**WORK TO DO**
Set out every line of all the records below as a numbered list, skipping blank lines and leaving out the pictures.

------ TASK MATERIAL

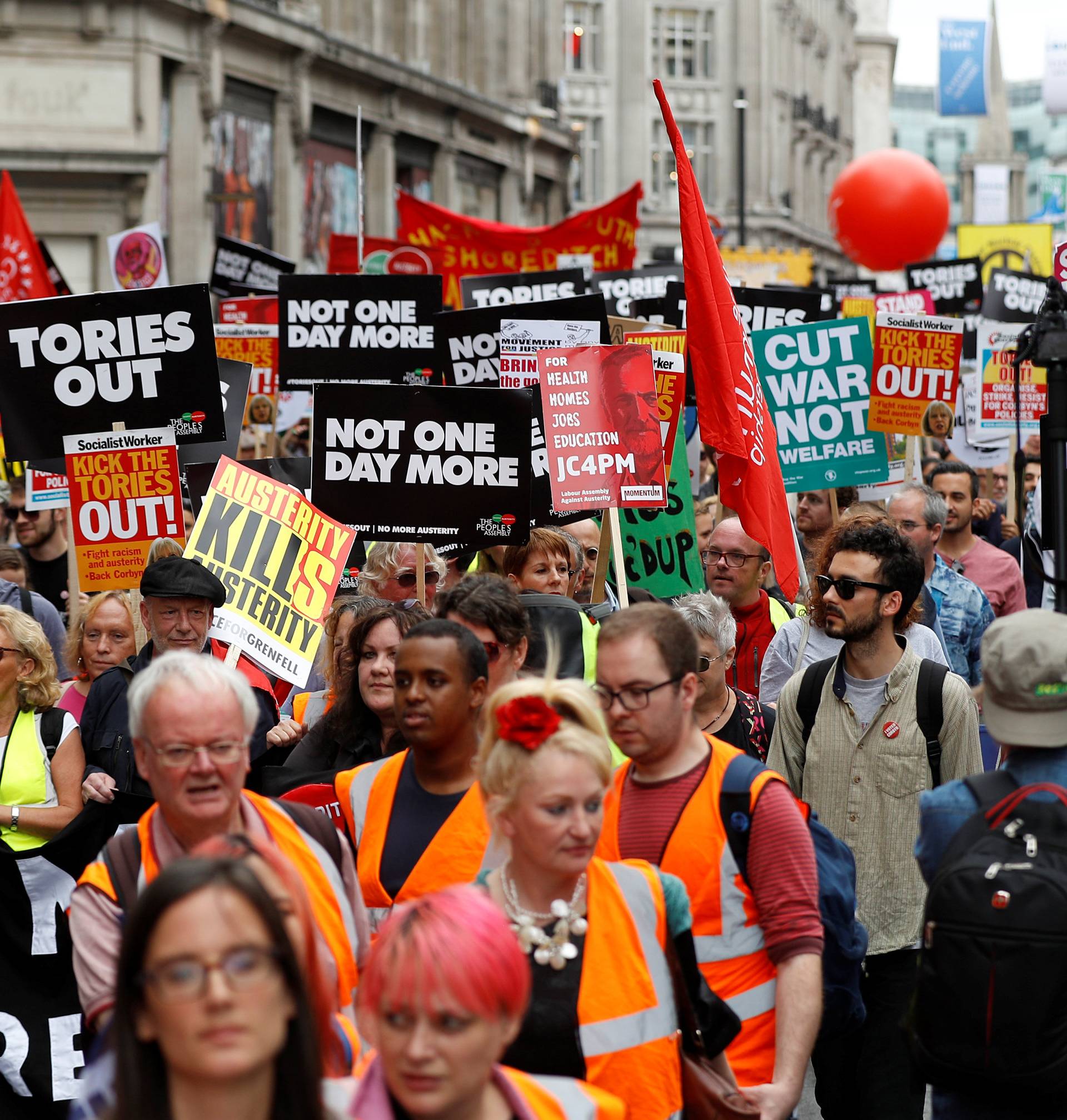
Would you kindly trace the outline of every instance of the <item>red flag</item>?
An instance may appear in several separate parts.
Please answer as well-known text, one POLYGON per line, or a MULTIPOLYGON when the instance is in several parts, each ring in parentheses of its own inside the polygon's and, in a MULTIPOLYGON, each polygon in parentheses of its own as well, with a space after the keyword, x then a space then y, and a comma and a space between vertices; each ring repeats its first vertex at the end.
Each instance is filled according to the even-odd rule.
POLYGON ((22 213, 15 184, 0 172, 0 304, 55 296, 40 246, 22 213))
POLYGON ((677 164, 685 321, 700 436, 719 452, 723 505, 737 510, 745 532, 769 550, 778 584, 792 603, 799 572, 778 464, 778 437, 682 133, 658 80, 653 88, 677 164))

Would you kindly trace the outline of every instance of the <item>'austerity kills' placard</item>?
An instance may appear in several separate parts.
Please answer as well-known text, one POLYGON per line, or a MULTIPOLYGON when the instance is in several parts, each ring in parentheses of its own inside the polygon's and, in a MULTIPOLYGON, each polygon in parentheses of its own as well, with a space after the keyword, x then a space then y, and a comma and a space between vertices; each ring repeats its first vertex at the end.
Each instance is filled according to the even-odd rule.
POLYGON ((948 435, 962 354, 962 319, 879 315, 868 428, 906 436, 948 435))
POLYGON ((157 536, 185 540, 174 431, 65 436, 63 447, 81 589, 137 587, 157 536))
POLYGON ((871 337, 865 316, 752 334, 778 433, 787 492, 883 482, 885 437, 867 428, 871 337))

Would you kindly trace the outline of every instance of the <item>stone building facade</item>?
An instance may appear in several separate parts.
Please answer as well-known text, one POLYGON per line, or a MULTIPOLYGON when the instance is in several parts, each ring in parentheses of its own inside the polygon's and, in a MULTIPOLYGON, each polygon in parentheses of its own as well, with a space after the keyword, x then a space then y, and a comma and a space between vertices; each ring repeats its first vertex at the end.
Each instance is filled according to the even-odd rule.
POLYGON ((0 0, 0 166, 75 291, 159 218, 171 282, 216 232, 325 268, 394 186, 525 225, 568 205, 562 0, 0 0))

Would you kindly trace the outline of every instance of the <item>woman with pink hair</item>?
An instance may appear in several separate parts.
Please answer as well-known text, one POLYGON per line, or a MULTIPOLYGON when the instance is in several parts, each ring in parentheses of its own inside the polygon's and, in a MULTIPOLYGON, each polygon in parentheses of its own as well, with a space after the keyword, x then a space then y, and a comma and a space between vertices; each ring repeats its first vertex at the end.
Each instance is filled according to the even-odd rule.
POLYGON ((530 999, 530 968, 484 892, 449 887, 397 906, 357 992, 376 1049, 353 1102, 358 1120, 621 1120, 623 1102, 571 1077, 498 1065, 530 999))

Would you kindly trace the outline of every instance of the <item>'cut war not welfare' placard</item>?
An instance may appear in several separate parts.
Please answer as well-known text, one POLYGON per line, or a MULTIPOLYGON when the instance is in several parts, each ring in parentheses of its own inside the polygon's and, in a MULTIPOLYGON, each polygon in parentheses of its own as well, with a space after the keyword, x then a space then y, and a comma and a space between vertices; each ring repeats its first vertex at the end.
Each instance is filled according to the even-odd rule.
POLYGON ((752 333, 778 433, 787 492, 885 482, 886 440, 868 430, 871 338, 865 317, 752 333))

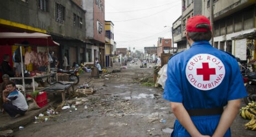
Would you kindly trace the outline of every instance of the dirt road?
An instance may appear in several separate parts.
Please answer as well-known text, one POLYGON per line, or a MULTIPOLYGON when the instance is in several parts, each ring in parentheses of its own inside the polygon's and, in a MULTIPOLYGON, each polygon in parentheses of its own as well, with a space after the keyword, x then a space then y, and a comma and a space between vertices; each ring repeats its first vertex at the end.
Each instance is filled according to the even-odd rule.
MULTIPOLYGON (((25 126, 15 136, 169 136, 175 116, 162 99, 163 89, 134 81, 152 77, 153 68, 128 65, 121 73, 87 79, 97 90, 94 94, 69 100, 70 109, 25 126)), ((246 122, 237 116, 233 136, 255 136, 255 132, 244 129, 246 122)))

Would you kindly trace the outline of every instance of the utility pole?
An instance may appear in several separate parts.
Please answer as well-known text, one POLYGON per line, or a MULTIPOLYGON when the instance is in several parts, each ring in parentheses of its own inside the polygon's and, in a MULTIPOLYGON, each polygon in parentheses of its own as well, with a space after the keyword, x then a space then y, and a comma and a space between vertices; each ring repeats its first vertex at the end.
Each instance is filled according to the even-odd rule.
POLYGON ((210 21, 211 21, 211 31, 212 36, 211 37, 211 45, 214 47, 214 0, 210 0, 210 21))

------------

**WORKED SOLUTION**
1. Would you kindly trace the outline of every instance of the <item>red flag</item>?
2. An instance may appear in several separate parts.
3. Please answer as well-known text, one POLYGON per line, or a MULTIPOLYGON when the instance is in several parts, each ring in parentheses of its own inside the polygon's and, in a MULTIPOLYGON, each polygon in parentheses of its own as well, with a space after the keyword, x then a space then y, and a comma and a space between vertices; each ring repeats its first vertex at the end.
4. Each instance is filled according to the even-odd rule.
5. POLYGON ((22 213, 15 184, 0 172, 0 304, 55 296, 40 246, 22 213))
6. POLYGON ((677 164, 685 321, 700 436, 719 452, 723 505, 737 510, 745 532, 769 550, 778 584, 792 603, 799 572, 778 464, 778 437, 682 133, 658 80, 653 88, 677 164))
7. Would you kindly trace the outline of every instance of the <item>'austerity kills' placard</item>?
8. An instance may appear in several separate parts.
9. Please answer as well-known text, one POLYGON per line, or a MULTIPOLYGON when the instance is in several parts, each ring in parentheses of its own inside the polygon's and, in a MULTIPOLYGON, each polygon in parentheses of its own as well, with a space after the keyword, x then a space then y, and a comma and a space between vertices; each ring repeats its first vertex at the end.
10. Each instance is filled according to the even-odd rule.
11. POLYGON ((948 435, 962 354, 962 319, 879 315, 868 428, 906 436, 948 435))
12. POLYGON ((157 536, 185 540, 174 431, 65 436, 63 447, 81 589, 137 587, 157 536))
13. POLYGON ((871 337, 865 316, 752 334, 778 433, 787 492, 883 482, 885 437, 867 428, 871 337))
14. Would you kindly trace the outline of every instance of the <item>stone building facade</item>?
15. An instance may appear in several separate parts.
16. Please answer as well-known text, one POLYGON per line, or a MULTIPOLYGON when the instance is in several parts, each ring in parentheses of its own inside the polygon's and, in a MULTIPOLYGON, each polygon in parentheses of its own as well, with a space after the keyword, x then a space then y, and a comma and a space between vertices; each ring repeats its first vertex at the end.
17. Each instance is filled according to the even-odd rule.
18. POLYGON ((0 0, 0 166, 75 291, 159 218, 171 282, 216 232, 325 268, 394 186, 525 225, 568 205, 562 0, 0 0))
19. Would you kindly trace the outline of every instance of the <item>woman with pink hair</item>?
20. An instance may appear in several separate parts.
21. Please answer as well-known text, one POLYGON per line, or a MULTIPOLYGON when the instance is in several parts, each ring in parentheses of its own inside the polygon's and, in a MULTIPOLYGON, each polygon in parentheses of its own as well, with a space after the keyword, x then a space then y, and a comma and a space between vertices; each ring repeats its first vertex at the end.
22. Each instance is filled according to the even-odd rule.
23. POLYGON ((530 999, 530 968, 484 892, 449 887, 397 906, 357 992, 376 1049, 353 1102, 358 1120, 621 1120, 623 1102, 571 1077, 498 1065, 530 999))
24. Would you kindly trace the outline of every instance of the <item>'cut war not welfare' placard</item>?
25. An instance may appear in several separate parts.
26. Please answer as well-known text, one POLYGON per line, or a MULTIPOLYGON when the instance is in several parts, each ring in parentheses of its own inside the polygon's and, in a MULTIPOLYGON, each polygon in parentheses of its own as well, with a space after the keyword, x then a space then y, and a comma and a space between vertices; each ring repeats its first vertex at the end.
27. Each instance is filled according to the even-odd rule.
28. POLYGON ((752 333, 778 433, 787 492, 885 482, 886 440, 868 430, 871 338, 865 317, 752 333))
29. Would you kindly trace the outline of every instance of the dirt road?
30. An instance may appear in several separate parts.
31. Please answer as well-known text, one POLYGON per line, or a MULTIPOLYGON when the instance is in several parts, each ring in parentheses of its own inside the polygon's and, in a MULTIPOLYGON, each polygon in parentheses of its own as well, with a space after the keyword, x then a space then y, and a comma and a space between vertices; each ring repeats its first vertex at the end.
32. Each instance is filled according to the even-odd rule.
33. MULTIPOLYGON (((25 126, 15 136, 169 136, 175 116, 162 99, 163 89, 134 81, 152 77, 153 68, 128 65, 121 73, 87 79, 97 90, 94 94, 69 100, 70 109, 25 126)), ((246 122, 237 116, 233 136, 255 136, 255 132, 244 129, 246 122)))
34. Would you kindly trace the outline of every instance of the utility pole?
35. An instance may appear in several separate parts.
36. Please answer as well-known text, one POLYGON per line, or a MULTIPOLYGON when the instance is in several parts, each ring in parentheses of its own inside the polygon's and, in a MULTIPOLYGON, each polygon in parentheses of its own as well, with a space after the keyword, x then a space then y, and a comma and a space between vertices; each ring repeats its first vertex at the end.
37. Each instance is filled according to the even-odd rule.
38. POLYGON ((210 21, 211 21, 211 31, 212 36, 211 37, 211 45, 214 47, 214 0, 210 0, 210 21))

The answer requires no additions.